Problem description => Check every line of the entries for "pendant", and copy the lines that hold it.

Dataset entries =>
*** Begin section ***
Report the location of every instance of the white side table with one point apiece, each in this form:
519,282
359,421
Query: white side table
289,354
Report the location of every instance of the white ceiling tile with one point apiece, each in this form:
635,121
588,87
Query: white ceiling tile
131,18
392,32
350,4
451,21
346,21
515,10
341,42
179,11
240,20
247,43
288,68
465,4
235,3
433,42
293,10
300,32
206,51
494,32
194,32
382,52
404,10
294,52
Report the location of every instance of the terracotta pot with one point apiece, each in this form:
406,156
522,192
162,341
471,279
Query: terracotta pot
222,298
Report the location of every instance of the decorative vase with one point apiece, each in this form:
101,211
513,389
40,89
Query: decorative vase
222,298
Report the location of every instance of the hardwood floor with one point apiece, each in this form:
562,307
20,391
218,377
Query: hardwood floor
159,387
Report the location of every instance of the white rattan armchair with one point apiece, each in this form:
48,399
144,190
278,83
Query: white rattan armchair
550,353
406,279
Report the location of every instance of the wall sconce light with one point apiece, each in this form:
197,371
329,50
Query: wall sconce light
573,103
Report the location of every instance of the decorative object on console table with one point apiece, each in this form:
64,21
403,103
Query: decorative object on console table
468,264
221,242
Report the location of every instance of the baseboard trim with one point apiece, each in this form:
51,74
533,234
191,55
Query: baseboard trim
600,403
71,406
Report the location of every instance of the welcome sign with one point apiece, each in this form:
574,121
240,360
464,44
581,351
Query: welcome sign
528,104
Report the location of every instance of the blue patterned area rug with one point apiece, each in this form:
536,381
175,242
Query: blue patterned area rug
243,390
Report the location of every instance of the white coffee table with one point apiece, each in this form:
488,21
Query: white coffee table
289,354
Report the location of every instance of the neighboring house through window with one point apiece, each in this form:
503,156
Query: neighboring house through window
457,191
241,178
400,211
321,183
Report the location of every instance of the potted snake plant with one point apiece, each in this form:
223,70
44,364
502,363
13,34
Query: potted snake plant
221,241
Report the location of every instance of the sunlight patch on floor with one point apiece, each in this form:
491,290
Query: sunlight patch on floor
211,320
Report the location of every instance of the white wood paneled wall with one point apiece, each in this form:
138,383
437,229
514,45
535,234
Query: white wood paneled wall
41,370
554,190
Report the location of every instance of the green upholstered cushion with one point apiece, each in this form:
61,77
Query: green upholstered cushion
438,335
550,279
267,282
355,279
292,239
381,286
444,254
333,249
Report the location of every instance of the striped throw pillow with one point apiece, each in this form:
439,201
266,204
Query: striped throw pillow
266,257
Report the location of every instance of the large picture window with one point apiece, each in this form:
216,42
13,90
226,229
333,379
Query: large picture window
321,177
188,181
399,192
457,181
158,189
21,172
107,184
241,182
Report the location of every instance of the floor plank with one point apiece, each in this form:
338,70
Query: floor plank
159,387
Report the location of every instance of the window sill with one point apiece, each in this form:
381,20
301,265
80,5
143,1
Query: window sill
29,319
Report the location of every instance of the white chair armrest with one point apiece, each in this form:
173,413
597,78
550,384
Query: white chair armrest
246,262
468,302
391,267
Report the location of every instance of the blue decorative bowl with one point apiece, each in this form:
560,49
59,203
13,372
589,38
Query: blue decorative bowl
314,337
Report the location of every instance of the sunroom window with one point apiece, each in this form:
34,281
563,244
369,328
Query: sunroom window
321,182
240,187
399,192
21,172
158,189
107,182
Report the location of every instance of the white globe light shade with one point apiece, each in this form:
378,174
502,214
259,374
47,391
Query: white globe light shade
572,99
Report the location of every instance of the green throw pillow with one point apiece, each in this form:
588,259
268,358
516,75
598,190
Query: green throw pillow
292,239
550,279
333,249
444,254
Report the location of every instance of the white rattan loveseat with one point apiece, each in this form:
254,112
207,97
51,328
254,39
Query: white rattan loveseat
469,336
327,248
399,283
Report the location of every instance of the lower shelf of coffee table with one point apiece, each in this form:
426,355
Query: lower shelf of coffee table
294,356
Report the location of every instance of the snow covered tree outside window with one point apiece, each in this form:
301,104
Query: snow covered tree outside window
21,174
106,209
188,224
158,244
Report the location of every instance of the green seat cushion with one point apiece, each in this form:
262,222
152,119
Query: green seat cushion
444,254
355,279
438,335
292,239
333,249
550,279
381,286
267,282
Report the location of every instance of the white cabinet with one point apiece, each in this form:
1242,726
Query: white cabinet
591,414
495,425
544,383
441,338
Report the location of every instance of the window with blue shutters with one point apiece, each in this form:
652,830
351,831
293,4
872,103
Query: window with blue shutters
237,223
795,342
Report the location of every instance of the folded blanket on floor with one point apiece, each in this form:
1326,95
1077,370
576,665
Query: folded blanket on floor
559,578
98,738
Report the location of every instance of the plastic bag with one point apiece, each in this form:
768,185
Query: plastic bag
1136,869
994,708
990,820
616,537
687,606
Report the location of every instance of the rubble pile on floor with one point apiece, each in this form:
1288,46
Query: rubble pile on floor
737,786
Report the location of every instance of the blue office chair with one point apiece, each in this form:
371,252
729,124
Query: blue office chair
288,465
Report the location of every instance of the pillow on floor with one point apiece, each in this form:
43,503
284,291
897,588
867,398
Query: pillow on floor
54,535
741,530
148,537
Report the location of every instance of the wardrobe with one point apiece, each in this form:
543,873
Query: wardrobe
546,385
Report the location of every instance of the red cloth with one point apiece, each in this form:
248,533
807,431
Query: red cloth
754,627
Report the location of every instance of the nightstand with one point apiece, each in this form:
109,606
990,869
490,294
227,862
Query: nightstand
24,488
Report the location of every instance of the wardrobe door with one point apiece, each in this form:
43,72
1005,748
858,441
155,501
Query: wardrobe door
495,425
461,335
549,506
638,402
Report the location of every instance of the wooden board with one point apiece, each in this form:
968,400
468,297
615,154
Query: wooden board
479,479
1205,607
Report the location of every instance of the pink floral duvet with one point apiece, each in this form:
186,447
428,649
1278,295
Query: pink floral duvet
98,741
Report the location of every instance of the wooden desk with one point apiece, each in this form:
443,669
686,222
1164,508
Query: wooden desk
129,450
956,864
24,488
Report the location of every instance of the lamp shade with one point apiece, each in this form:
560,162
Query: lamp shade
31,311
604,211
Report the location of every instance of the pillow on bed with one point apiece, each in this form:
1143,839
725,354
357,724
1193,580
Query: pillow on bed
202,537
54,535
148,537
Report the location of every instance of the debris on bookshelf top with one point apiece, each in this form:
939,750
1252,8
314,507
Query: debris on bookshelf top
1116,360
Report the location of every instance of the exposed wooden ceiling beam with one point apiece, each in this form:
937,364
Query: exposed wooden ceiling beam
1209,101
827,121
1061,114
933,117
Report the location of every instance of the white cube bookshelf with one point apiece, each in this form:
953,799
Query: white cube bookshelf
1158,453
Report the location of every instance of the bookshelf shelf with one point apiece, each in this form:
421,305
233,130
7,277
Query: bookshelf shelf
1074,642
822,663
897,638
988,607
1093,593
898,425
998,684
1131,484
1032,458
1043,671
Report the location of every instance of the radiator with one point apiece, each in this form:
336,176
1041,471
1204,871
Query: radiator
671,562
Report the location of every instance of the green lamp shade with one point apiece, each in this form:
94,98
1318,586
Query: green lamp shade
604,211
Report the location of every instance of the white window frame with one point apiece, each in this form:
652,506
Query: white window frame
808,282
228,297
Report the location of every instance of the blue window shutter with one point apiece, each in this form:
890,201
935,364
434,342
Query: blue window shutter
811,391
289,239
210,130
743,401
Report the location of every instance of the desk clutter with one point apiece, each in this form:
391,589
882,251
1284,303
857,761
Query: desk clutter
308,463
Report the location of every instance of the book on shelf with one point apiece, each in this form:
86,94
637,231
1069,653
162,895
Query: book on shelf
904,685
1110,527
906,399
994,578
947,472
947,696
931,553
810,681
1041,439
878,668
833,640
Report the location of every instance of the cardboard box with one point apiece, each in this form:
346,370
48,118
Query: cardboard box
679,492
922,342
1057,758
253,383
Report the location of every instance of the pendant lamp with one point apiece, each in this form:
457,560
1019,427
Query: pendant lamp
*** End section ***
Written reply =>
Report the location of every instance of the pendant lamp with one point apiece, each in this form:
Query: pendant lamp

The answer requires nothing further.